- **Exercise task a**
Starting at the line in the records that contains "Find the metal" and continuing through the last line of the records, rewrite those lines as a Markdown table with the columns Row and Line. Number the rows in order, and leave out blank lines.

- **Page text**
▼
Re: Man pages and UTF-8

On Sun, Aug 12, 2007 at 08:44:13PM -0700, Russ Allbery wrote:
> Adam Borowski <kilobyte@angband.pl> writes:
> > Issues to fix
> > =============
> > A. man output
> > B. groff processing
> > C. man input
> > Fixes for A. and B. are mostly local to "man-db", fixing C. would be a
> > Debian-wide issue.
> What I was trying to get at earlier is that I believe groff can't handle
> UTF-8 input.  So fixing B, if I'm correct, is certainly not local to
> man-db. 

Yeah, it's mostly a groff issue.  Yet, groff and man-db are very closely

> I believe that fixing groff to handle multibyte character sets
> property is a substantial amount of work.

Of course.  The thing is, Red Hat has already done this work.  They also
already converted all their man pages into UTF-8 in 2004.

> groff can apparently produce UTF-8 *output*, but I think the encodings of
> all of its input at the moment are in other character sets.

The current Debian groff can produce UTF-8 output only for a narrow range of
characters, ones which happen to be present in 8 bit charsets.  It cannot
handle UTF-8 input at all; on the other hand, Red Hat's version seem to be
working just fine.
▲
- **Data section**
▼
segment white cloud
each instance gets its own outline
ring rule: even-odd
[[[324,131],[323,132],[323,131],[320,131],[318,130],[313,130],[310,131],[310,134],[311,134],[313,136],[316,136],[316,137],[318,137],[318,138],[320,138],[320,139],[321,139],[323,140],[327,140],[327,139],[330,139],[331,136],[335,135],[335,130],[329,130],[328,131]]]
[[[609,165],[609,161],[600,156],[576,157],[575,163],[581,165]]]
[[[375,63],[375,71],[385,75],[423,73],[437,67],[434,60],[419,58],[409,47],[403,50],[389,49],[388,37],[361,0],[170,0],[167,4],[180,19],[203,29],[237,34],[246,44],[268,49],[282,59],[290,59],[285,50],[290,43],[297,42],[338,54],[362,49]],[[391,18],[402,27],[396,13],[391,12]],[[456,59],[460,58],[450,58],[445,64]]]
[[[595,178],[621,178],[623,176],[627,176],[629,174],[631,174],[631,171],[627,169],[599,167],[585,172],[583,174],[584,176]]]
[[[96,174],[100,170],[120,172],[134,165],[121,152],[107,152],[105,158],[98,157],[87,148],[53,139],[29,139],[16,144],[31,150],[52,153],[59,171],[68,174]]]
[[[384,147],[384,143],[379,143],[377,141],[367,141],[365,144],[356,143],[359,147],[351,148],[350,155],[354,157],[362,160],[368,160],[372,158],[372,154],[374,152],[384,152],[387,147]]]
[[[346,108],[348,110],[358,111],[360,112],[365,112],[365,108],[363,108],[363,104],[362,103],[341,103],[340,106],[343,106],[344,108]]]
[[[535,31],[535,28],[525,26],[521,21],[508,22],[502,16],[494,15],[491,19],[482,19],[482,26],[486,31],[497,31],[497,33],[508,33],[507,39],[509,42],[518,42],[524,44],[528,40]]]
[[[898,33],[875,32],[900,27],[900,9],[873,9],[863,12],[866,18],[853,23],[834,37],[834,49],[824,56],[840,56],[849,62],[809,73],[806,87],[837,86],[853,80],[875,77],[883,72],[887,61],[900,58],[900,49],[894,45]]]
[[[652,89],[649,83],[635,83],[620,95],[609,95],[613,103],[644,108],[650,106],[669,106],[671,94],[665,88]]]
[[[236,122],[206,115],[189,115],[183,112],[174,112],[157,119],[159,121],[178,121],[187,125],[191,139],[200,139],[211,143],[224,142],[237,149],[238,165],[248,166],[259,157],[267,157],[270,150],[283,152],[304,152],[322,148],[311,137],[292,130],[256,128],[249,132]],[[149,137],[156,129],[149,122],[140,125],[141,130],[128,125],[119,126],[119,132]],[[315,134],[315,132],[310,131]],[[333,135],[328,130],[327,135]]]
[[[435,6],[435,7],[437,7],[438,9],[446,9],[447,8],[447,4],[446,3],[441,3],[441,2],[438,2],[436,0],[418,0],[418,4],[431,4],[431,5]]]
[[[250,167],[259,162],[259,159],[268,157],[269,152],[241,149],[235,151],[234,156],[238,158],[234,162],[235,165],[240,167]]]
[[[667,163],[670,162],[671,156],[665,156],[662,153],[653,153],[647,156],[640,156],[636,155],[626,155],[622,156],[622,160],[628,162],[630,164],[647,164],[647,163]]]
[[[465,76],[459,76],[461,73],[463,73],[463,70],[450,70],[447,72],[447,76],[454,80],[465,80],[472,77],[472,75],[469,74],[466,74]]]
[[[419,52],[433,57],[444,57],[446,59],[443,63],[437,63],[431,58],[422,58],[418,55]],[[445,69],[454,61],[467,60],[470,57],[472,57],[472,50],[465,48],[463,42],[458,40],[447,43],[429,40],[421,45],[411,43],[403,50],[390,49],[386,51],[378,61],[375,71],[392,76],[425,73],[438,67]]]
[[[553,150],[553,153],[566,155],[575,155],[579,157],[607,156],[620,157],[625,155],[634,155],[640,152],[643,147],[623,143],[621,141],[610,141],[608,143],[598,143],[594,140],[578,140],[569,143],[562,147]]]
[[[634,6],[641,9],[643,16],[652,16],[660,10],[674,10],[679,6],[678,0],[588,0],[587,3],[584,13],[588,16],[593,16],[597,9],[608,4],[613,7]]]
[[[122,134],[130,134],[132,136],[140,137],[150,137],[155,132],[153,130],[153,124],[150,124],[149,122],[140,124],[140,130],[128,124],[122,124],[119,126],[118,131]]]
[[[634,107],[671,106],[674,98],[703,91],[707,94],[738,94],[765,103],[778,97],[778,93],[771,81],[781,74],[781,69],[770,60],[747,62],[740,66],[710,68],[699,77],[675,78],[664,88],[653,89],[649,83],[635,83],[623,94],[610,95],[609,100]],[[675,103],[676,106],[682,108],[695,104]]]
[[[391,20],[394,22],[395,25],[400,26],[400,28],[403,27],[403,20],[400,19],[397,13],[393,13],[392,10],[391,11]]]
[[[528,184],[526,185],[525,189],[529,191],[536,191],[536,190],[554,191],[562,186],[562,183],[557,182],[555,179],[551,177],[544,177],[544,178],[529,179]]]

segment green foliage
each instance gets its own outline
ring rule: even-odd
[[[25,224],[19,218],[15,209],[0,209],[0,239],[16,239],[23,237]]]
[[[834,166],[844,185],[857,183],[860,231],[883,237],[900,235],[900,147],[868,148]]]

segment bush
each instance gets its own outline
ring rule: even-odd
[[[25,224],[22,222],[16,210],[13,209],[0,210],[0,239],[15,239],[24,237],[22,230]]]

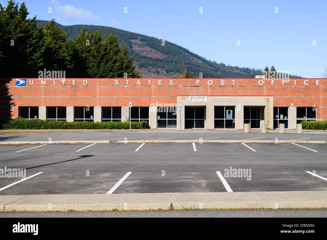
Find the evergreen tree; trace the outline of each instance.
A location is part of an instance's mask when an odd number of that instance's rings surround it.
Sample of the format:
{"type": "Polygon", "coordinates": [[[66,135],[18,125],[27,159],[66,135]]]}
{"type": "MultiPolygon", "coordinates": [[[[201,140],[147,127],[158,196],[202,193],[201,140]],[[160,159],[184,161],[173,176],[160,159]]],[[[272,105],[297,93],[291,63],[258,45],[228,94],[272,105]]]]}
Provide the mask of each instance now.
{"type": "Polygon", "coordinates": [[[185,70],[179,75],[179,77],[180,78],[194,78],[194,73],[190,71],[187,72],[187,70],[185,70]]]}
{"type": "Polygon", "coordinates": [[[73,67],[73,51],[66,40],[66,33],[57,27],[54,19],[48,22],[43,29],[42,67],[50,71],[65,71],[69,75],[73,67]]]}

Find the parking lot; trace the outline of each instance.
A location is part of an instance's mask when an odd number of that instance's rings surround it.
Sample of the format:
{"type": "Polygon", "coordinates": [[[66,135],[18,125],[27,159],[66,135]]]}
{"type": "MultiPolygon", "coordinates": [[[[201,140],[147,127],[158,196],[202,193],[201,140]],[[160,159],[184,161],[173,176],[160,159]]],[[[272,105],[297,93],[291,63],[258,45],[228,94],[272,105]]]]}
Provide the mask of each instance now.
{"type": "Polygon", "coordinates": [[[200,138],[327,140],[323,133],[310,134],[166,130],[1,133],[1,141],[112,143],[1,145],[0,168],[26,168],[27,178],[0,178],[0,195],[325,190],[327,144],[116,143],[200,138]],[[231,168],[250,174],[223,177],[231,168]]]}

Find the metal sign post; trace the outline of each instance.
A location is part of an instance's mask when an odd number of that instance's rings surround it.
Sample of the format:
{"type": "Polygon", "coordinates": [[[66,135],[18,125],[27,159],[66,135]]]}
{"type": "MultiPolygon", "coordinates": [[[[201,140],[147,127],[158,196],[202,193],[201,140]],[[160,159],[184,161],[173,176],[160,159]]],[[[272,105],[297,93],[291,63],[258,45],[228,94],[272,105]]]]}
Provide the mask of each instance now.
{"type": "Polygon", "coordinates": [[[291,104],[291,131],[293,129],[293,104],[291,104]]]}
{"type": "Polygon", "coordinates": [[[178,105],[178,110],[180,110],[180,127],[181,129],[182,129],[182,119],[181,114],[181,113],[182,110],[182,104],[179,104],[178,105]]]}
{"type": "Polygon", "coordinates": [[[129,130],[130,130],[130,108],[132,107],[132,103],[130,102],[129,104],[129,130]]]}

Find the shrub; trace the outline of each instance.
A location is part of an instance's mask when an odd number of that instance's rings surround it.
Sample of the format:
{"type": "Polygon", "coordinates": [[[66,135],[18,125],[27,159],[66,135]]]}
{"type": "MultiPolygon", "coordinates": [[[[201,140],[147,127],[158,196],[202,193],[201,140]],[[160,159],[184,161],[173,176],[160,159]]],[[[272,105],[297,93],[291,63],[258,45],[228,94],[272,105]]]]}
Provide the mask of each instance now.
{"type": "MultiPolygon", "coordinates": [[[[132,122],[132,129],[145,129],[149,124],[145,121],[132,122]]],[[[0,129],[127,129],[129,122],[66,122],[47,119],[26,119],[19,117],[0,120],[0,129]]]]}
{"type": "Polygon", "coordinates": [[[311,130],[327,130],[327,121],[302,121],[302,129],[311,130]]]}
▲
- **Exercise task b**
Repeat the passage of the UTF-8 man page thread that begins at the words "The current Debian" and stops after "working just fine.".

- **Task output a**
| Row | Line |
|---|---|
| 1 | Find the metal sign post; trace the outline of each instance. |
| 2 | A location is part of an instance's mask when an odd number of that instance's rings surround it. |
| 3 | Sample of the format: |
| 4 | {"type": "Polygon", "coordinates": [[[66,135],[18,125],[27,159],[66,135]]]} |
| 5 | {"type": "MultiPolygon", "coordinates": [[[[201,140],[147,127],[158,196],[202,193],[201,140]],[[160,159],[184,161],[173,176],[160,159]]],[[[272,105],[297,93],[291,63],[258,45],[228,94],[272,105]]]]} |
| 6 | Provide the mask of each instance now. |
| 7 | {"type": "Polygon", "coordinates": [[[291,104],[291,131],[293,129],[293,104],[291,104]]]} |
| 8 | {"type": "Polygon", "coordinates": [[[178,105],[178,110],[180,110],[180,127],[181,129],[182,129],[182,119],[181,114],[181,113],[182,110],[182,104],[179,104],[178,105]]]} |
| 9 | {"type": "Polygon", "coordinates": [[[129,130],[130,130],[130,108],[132,107],[132,103],[130,102],[129,104],[129,130]]]} |
| 10 | Find the shrub; trace the outline of each instance. |
| 11 | A location is part of an instance's mask when an odd number of that instance's rings surround it. |
| 12 | Sample of the format: |
| 13 | {"type": "Polygon", "coordinates": [[[66,135],[18,125],[27,159],[66,135]]]} |
| 14 | {"type": "MultiPolygon", "coordinates": [[[[201,140],[147,127],[158,196],[202,193],[201,140]],[[160,159],[184,161],[173,176],[160,159]]],[[[272,105],[297,93],[291,63],[258,45],[228,94],[272,105]]]]} |
| 15 | Provide the mask of each instance now. |
| 16 | {"type": "MultiPolygon", "coordinates": [[[[132,122],[132,129],[145,129],[149,124],[145,121],[132,122]]],[[[0,129],[127,129],[129,122],[66,122],[47,119],[26,119],[19,117],[0,120],[0,129]]]]} |
| 17 | {"type": "Polygon", "coordinates": [[[311,130],[327,130],[327,121],[302,121],[302,129],[311,130]]]} |

- **Task output b**
The current Debian groff can produce UTF-8 output only for a narrow range of
characters, ones which happen to be present in 8 bit charsets.  It cannot
handle UTF-8 input at all; on the other hand, Red Hat's version seem to be
working just fine.